§ Required task
Write out exactly, please, the lines from the one containing "One keypoint belongs on each instance. Indicate the wooden" to the end of the material.
==== Stored records
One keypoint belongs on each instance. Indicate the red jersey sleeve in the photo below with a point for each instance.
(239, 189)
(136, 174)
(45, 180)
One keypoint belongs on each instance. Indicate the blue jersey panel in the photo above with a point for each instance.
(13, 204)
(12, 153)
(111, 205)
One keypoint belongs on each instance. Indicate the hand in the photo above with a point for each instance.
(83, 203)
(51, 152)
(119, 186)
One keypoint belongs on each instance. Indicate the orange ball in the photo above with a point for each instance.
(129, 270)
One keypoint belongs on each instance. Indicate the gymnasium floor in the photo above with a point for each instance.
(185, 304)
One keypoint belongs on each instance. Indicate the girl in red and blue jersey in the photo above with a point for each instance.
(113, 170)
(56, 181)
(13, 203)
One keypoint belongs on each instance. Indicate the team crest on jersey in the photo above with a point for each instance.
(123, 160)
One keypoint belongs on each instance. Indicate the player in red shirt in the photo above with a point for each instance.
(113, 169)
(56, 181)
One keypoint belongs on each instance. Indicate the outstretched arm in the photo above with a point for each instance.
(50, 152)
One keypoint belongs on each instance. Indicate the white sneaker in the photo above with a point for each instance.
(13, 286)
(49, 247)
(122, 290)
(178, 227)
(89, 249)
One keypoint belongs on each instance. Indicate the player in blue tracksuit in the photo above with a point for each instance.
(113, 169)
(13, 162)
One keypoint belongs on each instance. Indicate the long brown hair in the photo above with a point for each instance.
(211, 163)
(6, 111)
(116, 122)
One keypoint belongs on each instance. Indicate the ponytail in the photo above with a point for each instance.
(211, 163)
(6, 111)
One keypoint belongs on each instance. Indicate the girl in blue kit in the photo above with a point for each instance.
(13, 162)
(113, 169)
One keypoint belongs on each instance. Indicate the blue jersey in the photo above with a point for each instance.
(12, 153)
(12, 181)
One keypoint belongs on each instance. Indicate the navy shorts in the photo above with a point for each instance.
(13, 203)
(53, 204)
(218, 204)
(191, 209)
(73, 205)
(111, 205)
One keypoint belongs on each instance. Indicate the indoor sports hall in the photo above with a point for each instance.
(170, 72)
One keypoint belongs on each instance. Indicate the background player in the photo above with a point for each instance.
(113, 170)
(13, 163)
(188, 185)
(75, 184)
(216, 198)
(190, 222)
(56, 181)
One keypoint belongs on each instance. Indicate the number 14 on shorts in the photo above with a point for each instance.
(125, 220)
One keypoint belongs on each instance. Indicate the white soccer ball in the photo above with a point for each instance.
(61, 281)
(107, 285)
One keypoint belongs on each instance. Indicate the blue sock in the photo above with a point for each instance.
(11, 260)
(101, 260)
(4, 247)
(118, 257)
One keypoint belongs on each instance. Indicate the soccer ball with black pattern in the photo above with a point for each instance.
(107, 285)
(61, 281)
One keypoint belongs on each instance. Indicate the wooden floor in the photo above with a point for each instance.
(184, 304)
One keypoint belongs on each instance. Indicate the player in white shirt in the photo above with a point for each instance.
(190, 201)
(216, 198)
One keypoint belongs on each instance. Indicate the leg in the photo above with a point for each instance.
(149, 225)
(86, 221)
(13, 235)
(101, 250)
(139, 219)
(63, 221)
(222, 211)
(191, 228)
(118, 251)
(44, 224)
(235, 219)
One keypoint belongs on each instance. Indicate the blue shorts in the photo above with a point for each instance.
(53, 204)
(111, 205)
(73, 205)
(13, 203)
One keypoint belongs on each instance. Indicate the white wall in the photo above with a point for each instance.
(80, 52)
========
§ Task solution
One keypoint belongs on each instance. Indicate the wooden floor in the photo above with a point for each instance.
(184, 304)
One keypoint belongs on each instance. Indicate the player in white shirt in the photo above with a point for each instance.
(190, 201)
(216, 198)
One keypoint belongs on each instance. Indicate the leg in the photo above with a point for each instance.
(149, 225)
(86, 221)
(13, 235)
(101, 250)
(139, 219)
(63, 221)
(222, 211)
(191, 228)
(118, 251)
(44, 224)
(235, 219)
One keypoint belongs on each instance. Indicate the blue shorts in the photo above with a point for each instance.
(53, 204)
(111, 205)
(73, 205)
(13, 203)
One keypoint belongs on each instance. Indicate the white wall in the photo above with a point for each instance.
(80, 52)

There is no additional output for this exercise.